Would you transcribe the line containing "Would you be able to indicate the wooden plank" and every line after it, through the end of the records below, exactly and with nothing else?

───── Data in this exercise

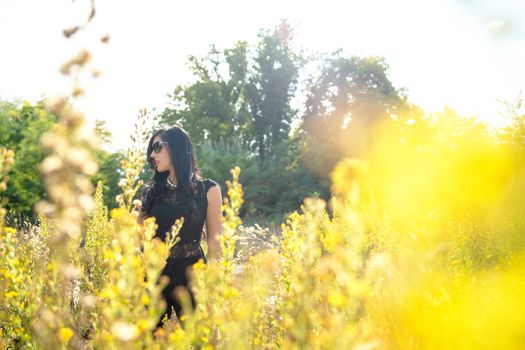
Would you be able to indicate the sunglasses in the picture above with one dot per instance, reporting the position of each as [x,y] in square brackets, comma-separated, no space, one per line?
[157,146]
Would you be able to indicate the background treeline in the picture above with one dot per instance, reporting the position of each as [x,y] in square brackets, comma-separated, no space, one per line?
[284,116]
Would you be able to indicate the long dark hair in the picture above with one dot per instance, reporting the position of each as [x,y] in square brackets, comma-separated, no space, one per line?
[182,157]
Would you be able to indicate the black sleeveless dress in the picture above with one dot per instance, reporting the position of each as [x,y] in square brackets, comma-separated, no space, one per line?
[167,208]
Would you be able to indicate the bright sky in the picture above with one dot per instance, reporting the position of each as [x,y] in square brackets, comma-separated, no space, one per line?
[465,54]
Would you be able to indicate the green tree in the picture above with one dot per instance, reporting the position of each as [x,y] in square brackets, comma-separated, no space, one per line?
[271,86]
[21,126]
[212,107]
[109,167]
[345,101]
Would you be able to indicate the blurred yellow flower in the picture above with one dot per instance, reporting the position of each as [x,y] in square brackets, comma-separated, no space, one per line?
[65,334]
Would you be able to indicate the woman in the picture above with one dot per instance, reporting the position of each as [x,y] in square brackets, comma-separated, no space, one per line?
[178,190]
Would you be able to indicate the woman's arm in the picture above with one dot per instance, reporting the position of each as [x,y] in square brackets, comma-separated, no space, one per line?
[214,221]
[142,214]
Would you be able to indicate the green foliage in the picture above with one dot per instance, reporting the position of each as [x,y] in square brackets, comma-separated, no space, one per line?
[271,86]
[109,165]
[21,127]
[212,108]
[346,100]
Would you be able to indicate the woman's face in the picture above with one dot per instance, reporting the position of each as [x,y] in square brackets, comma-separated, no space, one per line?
[159,155]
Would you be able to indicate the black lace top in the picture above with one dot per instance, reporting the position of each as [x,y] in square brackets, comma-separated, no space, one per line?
[166,207]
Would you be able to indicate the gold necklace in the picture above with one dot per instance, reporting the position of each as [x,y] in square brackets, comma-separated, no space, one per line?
[170,184]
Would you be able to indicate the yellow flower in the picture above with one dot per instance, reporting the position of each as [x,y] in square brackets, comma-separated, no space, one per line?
[65,334]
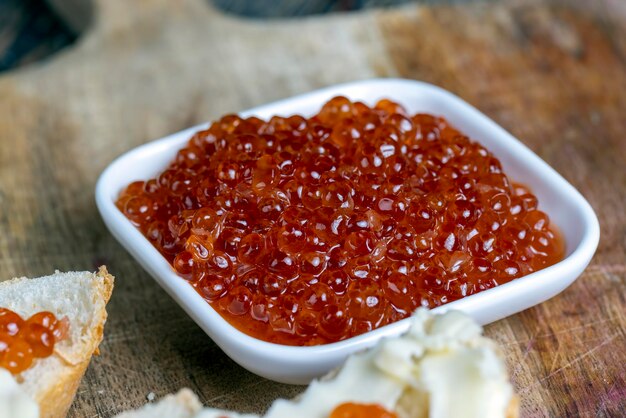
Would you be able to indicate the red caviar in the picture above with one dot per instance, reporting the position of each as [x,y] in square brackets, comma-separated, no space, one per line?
[22,341]
[308,231]
[355,410]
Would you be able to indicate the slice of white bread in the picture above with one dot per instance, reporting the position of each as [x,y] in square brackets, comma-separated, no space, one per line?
[443,367]
[81,297]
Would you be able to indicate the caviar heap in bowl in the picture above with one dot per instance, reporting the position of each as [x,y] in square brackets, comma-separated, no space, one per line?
[319,230]
[306,231]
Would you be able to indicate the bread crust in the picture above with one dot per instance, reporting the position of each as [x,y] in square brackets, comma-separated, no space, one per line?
[56,398]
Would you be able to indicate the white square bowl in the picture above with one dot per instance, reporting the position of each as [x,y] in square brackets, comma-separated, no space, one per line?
[565,206]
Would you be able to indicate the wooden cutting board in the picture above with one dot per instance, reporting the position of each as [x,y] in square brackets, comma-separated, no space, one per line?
[554,74]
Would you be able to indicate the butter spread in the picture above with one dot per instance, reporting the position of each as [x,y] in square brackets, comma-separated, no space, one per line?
[14,402]
[441,368]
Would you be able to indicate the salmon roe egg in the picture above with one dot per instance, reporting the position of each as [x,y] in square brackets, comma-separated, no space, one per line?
[356,410]
[23,341]
[306,231]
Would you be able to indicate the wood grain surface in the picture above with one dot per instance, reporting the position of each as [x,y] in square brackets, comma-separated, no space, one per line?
[554,74]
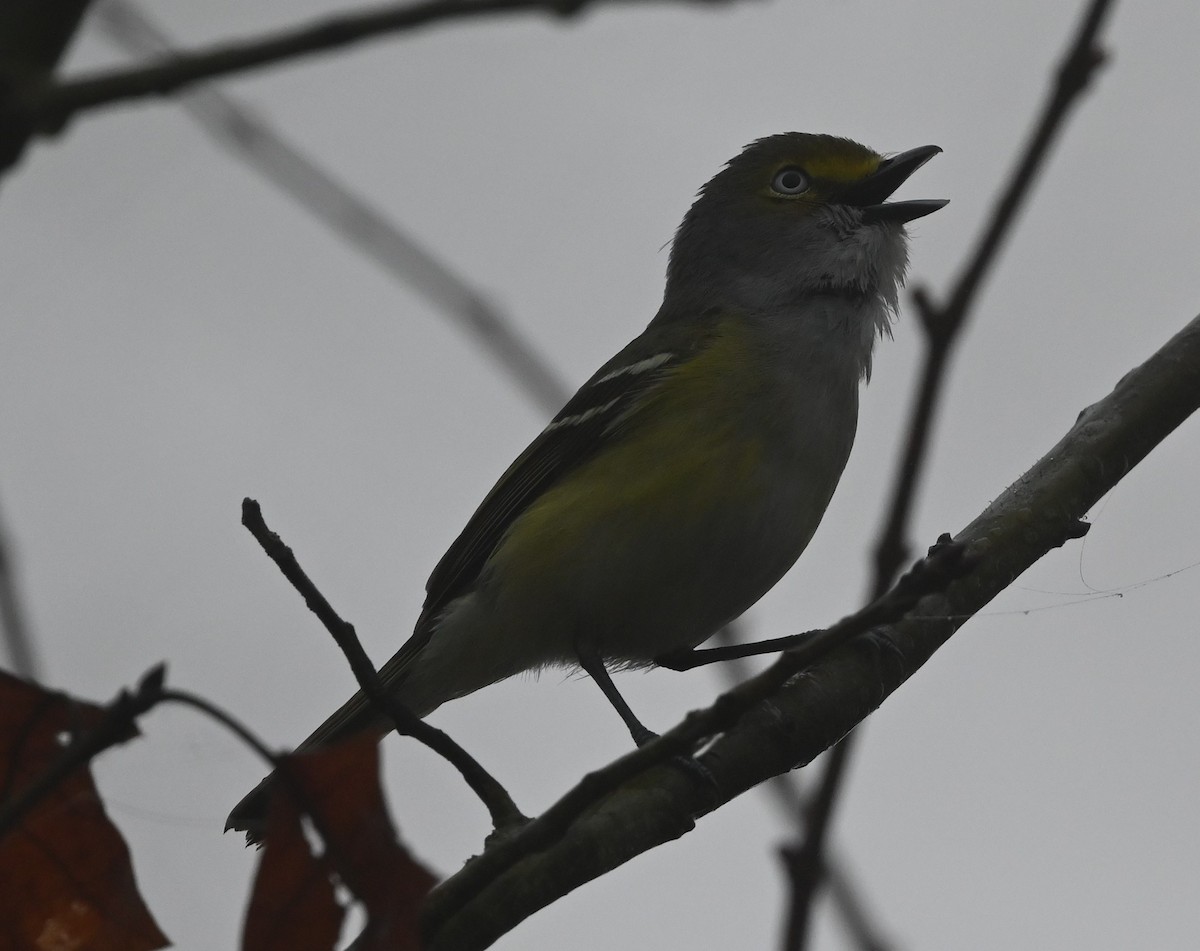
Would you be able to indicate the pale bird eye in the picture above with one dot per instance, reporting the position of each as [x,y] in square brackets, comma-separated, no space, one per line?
[790,181]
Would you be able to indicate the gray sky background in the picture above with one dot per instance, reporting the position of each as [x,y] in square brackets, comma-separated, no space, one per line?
[177,335]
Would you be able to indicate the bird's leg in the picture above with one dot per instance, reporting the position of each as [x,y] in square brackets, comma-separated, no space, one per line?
[691,657]
[593,664]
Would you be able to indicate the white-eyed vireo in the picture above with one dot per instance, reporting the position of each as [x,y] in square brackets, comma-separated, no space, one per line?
[688,474]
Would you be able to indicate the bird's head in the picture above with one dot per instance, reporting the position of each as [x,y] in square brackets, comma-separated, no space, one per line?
[797,215]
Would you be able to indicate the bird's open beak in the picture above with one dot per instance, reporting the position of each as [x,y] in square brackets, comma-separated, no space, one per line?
[870,195]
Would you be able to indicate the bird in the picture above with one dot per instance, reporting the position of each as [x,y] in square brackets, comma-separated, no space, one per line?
[688,474]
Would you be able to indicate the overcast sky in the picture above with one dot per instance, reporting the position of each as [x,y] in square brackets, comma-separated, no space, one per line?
[177,335]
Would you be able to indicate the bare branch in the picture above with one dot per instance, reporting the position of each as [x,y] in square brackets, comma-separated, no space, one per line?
[118,725]
[48,108]
[252,139]
[597,832]
[499,805]
[943,326]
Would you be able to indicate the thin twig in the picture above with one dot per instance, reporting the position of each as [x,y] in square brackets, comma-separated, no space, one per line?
[943,326]
[48,108]
[499,805]
[18,641]
[118,725]
[251,138]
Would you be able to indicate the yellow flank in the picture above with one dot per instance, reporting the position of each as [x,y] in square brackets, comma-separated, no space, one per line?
[681,455]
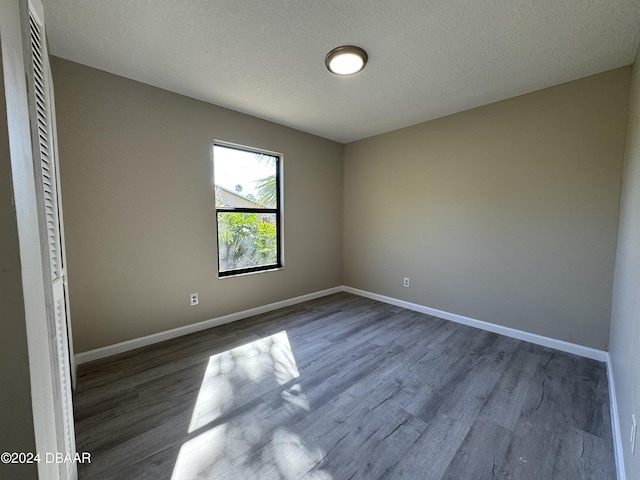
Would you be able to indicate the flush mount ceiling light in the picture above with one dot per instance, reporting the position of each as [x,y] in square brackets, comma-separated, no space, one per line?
[346,60]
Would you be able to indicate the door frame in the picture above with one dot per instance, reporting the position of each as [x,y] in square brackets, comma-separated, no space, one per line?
[38,310]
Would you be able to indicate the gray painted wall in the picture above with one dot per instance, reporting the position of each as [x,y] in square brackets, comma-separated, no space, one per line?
[507,213]
[16,431]
[624,347]
[139,207]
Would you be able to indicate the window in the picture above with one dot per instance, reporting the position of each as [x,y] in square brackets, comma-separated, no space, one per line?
[248,213]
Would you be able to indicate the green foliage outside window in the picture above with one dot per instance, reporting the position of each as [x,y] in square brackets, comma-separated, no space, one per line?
[246,240]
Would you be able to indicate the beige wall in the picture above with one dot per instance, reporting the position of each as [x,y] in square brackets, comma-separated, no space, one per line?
[139,207]
[507,213]
[16,430]
[624,345]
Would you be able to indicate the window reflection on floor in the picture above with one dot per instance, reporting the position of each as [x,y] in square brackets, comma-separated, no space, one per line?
[233,434]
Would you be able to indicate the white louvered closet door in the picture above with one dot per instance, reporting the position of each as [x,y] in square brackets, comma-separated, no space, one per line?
[43,132]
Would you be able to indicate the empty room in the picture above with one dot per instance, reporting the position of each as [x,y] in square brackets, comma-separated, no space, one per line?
[320,240]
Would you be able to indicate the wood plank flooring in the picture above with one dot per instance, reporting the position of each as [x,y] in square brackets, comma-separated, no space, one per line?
[344,388]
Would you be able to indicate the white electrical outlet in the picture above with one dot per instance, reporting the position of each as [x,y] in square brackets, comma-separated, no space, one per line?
[634,430]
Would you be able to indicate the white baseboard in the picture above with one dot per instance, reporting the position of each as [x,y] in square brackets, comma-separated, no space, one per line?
[561,345]
[615,422]
[121,347]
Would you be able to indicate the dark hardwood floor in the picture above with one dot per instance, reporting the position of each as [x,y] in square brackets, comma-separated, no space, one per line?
[341,388]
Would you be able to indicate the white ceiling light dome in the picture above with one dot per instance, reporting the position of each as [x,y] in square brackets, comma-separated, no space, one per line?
[346,60]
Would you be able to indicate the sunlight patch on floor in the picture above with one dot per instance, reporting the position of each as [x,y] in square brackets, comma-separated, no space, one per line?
[256,442]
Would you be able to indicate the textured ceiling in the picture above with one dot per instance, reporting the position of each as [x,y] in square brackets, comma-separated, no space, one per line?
[427,58]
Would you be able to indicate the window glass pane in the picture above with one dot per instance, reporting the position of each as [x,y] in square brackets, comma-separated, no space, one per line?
[244,179]
[247,240]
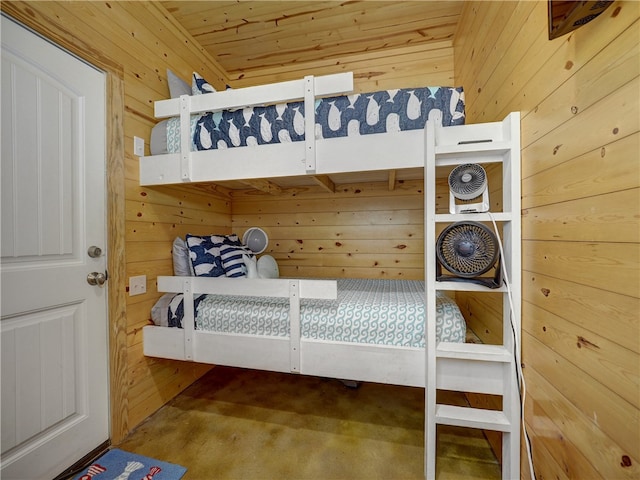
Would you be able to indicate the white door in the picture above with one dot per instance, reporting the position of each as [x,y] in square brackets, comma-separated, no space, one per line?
[53,326]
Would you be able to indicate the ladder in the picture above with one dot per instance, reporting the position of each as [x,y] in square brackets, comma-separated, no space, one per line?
[478,368]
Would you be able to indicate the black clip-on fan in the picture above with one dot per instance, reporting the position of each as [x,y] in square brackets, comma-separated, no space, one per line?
[468,250]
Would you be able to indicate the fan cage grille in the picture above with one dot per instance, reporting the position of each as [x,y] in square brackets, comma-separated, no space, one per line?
[467,249]
[467,181]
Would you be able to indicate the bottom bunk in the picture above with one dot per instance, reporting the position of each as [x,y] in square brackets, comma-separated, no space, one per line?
[362,330]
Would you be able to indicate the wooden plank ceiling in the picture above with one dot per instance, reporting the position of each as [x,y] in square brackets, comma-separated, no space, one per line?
[254,35]
[247,37]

──────────

Result of this task:
Would you be able to indicate the wooden plank ceiling in the picture above with one dot per instance, reporting the position of each as [x,y] in square brackets, comma-separated, no space, one per line?
[254,35]
[247,37]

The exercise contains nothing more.